> Goal of the exercise
Quote the sequencing text word for word, everything from "We generated oligonucleotides" down to "Illumina MiSeq technology.".

> Selected text
Comparing these tendencies with the sequence results of the modified positions (NNK), lead to the following assumption: when generating a library using the NNK scheme, the rates for the incorporation of the different nucleotides is not evenly distributed. Originally, we expected an equal distribution of guanosine and thymidine on the K position, but the fluorescence signal of the thymidine is approximately higher than the fluorescence signal of the guanosine. Despite the given data of the maximal fluorescence intensity of the four nucleotides, at this position, the fluorescence signal of the thymidine is higher than the guanosines signal. This implies a higher incorporation rate of the thymidine if the sequence is randomized with a K in this position. Analogue to this experience, the distribution of the incorporation of the four nucleotides, resulting from an N randomization on this certain position, is not equal either. In relation to the other three incorporated nucleotides, there is an approximately higher cytosine signal on this position, also implying a higher incorporation rate of cytosine when using the N randomization.

Illumina Sequencing

Figure 4: Starting the Illumina MiSeq sequencing.

To attain a total number of sequence variants in our library, we used the Illumina Next Generation Sequencing (NGS) technique. The Illumina NGS is based on the binding of ssDNA fragments to adapters, presented on the surface on the flow cell. The fragments are amplified, forming double stranded DNA bridges. When being denaturated, single ssDNA fragments, anchored to the surface of the flow cell, are built, resulting in the several clusters of the same DNA fragment. When starting the process of sequencing, the primer, polymerase and four types of labelled reversible terminators are added to the flow cell. By excitation with a laser, after every incorporation, a certain nucleotide can be detected through the specific fluorescence. When repeating this cycle numerous times, the accurate sequence of bases in this fragment can be determined by aligning them.


We generated oligonucleotides containing a certain adapter sequence and a unique indice to separate our sequences from other libraries. The amplified region of our library had a maximal length of 500 bp, so the DNA fragments do not get entangled while bridge amplification, which would lead to an overlap of the different clusters. After amplification with the certain oligonucleotides, the PCR product was purified from a 1 % agarose gel. The quality of the library amplificate was controlled for the NGS by using the Agilent BioAnalyzer with High-Sensitivity DNA chip. This technology uses capillary electrophoresis for a sensitive quantification and sizing of DNA fragments to test if our library preparation matches the specifications of the Illumina MiSeq technology.

> Supplied entries
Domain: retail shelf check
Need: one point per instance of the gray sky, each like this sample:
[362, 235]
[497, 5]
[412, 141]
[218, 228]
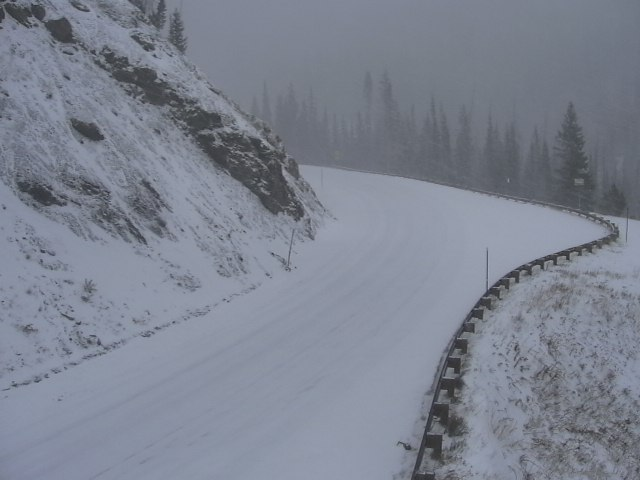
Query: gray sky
[527, 56]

> Worked solution
We generated oligonucleotides containing a certain adapter sequence and a unique indice to separate our sequences from other libraries. The amplified region of our library had a maximal length of 500 bp, so the DNA fragments do not get entangled while bridge amplification, which would lead to an overlap of the different clusters. After amplification with the certain oligonucleotides, the PCR product was purified from a 1 % agarose gel. The quality of the library amplificate was controlled for the NGS by using the Agilent BioAnalyzer with High-Sensitivity DNA chip. This technology uses capillary electrophoresis for a sensitive quantification and sizing of DNA fragments to test if our library preparation matches the specifications of the Illumina MiSeq technology.